• _About this task_
From the line containing "Locate any soldier" to the last line below, retype everything word for word.

• _Data provided_

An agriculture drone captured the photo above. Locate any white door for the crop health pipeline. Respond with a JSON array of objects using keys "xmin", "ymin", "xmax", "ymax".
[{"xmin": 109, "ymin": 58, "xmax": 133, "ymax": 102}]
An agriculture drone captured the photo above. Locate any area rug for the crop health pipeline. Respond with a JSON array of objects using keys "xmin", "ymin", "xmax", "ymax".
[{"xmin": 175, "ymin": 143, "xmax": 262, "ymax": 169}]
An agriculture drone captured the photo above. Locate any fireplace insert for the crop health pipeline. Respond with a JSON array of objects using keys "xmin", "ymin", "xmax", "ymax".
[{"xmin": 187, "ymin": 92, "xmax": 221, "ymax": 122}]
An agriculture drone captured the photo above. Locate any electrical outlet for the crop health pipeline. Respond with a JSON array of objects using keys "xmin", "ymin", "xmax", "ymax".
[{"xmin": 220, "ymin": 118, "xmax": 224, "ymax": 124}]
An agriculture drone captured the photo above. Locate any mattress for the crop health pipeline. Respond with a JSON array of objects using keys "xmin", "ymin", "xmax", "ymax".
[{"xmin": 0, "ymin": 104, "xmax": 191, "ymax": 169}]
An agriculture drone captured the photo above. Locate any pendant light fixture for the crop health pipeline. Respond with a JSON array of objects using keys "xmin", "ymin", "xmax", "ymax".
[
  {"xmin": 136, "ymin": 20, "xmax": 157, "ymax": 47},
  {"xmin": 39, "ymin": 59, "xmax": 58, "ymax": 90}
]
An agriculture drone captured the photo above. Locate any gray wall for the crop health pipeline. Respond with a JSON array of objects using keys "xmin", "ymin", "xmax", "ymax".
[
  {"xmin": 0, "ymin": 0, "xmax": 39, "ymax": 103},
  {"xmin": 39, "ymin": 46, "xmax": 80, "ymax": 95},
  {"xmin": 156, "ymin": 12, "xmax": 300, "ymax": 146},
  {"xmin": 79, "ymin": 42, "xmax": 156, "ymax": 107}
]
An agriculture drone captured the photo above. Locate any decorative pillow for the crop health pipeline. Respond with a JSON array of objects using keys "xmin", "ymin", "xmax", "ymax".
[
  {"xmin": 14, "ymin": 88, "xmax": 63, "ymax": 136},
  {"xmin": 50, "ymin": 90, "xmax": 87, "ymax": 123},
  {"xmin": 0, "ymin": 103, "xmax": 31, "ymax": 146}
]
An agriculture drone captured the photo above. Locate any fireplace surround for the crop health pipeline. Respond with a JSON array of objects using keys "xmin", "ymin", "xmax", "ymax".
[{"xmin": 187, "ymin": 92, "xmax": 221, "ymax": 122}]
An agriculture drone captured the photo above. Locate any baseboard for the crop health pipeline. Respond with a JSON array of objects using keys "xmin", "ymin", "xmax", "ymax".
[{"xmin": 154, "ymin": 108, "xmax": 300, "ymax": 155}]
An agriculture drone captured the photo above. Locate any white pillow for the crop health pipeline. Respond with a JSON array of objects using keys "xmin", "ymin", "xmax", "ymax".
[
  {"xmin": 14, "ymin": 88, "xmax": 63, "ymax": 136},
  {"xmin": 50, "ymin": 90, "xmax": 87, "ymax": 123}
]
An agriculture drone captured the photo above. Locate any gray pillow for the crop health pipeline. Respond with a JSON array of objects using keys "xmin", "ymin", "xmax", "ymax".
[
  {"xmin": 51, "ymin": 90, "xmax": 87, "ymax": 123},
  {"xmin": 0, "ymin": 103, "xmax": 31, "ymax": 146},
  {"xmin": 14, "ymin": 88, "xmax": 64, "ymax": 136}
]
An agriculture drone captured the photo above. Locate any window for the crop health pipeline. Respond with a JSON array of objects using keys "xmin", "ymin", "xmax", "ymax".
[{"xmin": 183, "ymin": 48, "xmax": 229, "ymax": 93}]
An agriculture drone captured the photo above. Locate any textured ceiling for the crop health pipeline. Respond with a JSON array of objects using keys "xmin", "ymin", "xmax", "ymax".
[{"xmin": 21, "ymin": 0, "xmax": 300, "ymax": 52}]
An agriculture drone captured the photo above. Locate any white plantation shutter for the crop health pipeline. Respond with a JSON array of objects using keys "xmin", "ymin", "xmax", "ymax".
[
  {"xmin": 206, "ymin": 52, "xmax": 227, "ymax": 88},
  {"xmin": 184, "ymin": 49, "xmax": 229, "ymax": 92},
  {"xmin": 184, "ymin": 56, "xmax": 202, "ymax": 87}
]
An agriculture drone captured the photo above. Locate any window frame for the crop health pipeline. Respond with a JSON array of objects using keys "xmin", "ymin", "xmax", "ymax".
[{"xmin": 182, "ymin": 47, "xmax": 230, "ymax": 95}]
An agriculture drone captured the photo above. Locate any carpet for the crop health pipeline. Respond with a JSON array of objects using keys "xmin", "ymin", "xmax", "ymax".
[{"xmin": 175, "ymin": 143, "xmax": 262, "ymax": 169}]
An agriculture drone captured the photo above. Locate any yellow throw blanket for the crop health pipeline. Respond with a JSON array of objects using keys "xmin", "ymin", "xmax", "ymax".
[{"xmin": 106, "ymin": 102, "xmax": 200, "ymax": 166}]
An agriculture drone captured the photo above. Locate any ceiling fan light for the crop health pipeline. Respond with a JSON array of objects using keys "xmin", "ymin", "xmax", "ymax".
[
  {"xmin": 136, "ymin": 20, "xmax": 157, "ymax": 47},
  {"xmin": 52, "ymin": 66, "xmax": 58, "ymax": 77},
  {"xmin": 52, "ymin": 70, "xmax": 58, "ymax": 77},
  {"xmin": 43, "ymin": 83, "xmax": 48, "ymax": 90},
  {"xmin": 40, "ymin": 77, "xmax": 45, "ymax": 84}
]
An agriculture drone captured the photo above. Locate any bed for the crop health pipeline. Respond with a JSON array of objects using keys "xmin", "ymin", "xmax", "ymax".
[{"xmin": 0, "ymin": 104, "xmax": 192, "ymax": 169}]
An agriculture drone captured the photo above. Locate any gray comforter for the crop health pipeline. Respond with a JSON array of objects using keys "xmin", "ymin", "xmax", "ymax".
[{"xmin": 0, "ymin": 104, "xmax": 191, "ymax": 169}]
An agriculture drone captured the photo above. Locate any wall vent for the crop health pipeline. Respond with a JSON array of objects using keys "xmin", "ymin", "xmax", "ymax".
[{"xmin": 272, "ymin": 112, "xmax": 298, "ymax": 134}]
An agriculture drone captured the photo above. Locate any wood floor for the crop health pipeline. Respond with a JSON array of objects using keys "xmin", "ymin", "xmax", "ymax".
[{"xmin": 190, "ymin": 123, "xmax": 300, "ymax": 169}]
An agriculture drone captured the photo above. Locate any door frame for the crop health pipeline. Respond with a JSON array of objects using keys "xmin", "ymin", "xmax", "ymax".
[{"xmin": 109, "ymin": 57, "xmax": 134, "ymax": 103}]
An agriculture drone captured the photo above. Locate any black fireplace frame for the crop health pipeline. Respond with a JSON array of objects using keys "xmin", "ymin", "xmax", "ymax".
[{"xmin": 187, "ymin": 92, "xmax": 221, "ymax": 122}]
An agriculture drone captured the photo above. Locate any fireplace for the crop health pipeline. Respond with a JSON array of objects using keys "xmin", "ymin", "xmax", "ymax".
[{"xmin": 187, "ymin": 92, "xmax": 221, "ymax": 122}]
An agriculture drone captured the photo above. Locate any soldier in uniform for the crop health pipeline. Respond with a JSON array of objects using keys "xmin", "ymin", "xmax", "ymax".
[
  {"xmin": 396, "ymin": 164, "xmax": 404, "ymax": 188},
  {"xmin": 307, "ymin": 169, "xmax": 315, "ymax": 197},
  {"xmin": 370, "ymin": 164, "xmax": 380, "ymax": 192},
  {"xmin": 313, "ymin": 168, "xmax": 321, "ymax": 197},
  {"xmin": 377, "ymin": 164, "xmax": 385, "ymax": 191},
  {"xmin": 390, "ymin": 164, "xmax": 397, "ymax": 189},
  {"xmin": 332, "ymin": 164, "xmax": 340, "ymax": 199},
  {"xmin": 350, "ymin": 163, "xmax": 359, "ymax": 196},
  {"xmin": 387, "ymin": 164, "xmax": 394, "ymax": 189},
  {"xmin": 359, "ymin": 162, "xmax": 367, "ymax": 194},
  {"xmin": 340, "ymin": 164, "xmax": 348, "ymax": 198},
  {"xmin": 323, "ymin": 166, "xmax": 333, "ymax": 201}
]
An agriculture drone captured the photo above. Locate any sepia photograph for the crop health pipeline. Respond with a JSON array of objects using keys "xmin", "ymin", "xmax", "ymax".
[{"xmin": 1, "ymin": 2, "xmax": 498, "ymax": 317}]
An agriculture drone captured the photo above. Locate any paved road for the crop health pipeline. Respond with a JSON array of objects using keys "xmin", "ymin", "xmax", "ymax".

• _Result below_
An agriculture drone captured the photo above. Locate any soldier in uniform for the crop health pipeline. Respond with a JSON array of objects using keys "xmin", "ymin", "xmax", "ymax".
[
  {"xmin": 396, "ymin": 164, "xmax": 404, "ymax": 188},
  {"xmin": 307, "ymin": 169, "xmax": 315, "ymax": 197},
  {"xmin": 370, "ymin": 164, "xmax": 380, "ymax": 192},
  {"xmin": 313, "ymin": 168, "xmax": 321, "ymax": 197},
  {"xmin": 377, "ymin": 164, "xmax": 385, "ymax": 191},
  {"xmin": 390, "ymin": 164, "xmax": 397, "ymax": 189},
  {"xmin": 332, "ymin": 164, "xmax": 340, "ymax": 199},
  {"xmin": 350, "ymin": 163, "xmax": 359, "ymax": 196},
  {"xmin": 387, "ymin": 164, "xmax": 394, "ymax": 189},
  {"xmin": 359, "ymin": 162, "xmax": 367, "ymax": 194},
  {"xmin": 340, "ymin": 164, "xmax": 348, "ymax": 198},
  {"xmin": 323, "ymin": 166, "xmax": 333, "ymax": 201}
]
An agriculture drone captured the photo above. Locate any sepia photograph for the crop health pipeline. Respond with a JSON array of objects using keys "xmin", "ymin", "xmax", "ymax".
[{"xmin": 1, "ymin": 2, "xmax": 498, "ymax": 317}]
An agriculture drone captured the photo above. Locate any paved road for the crop health pipeline. Respond with a JSON array of objects using keys "xmin", "ymin", "xmax", "ymax".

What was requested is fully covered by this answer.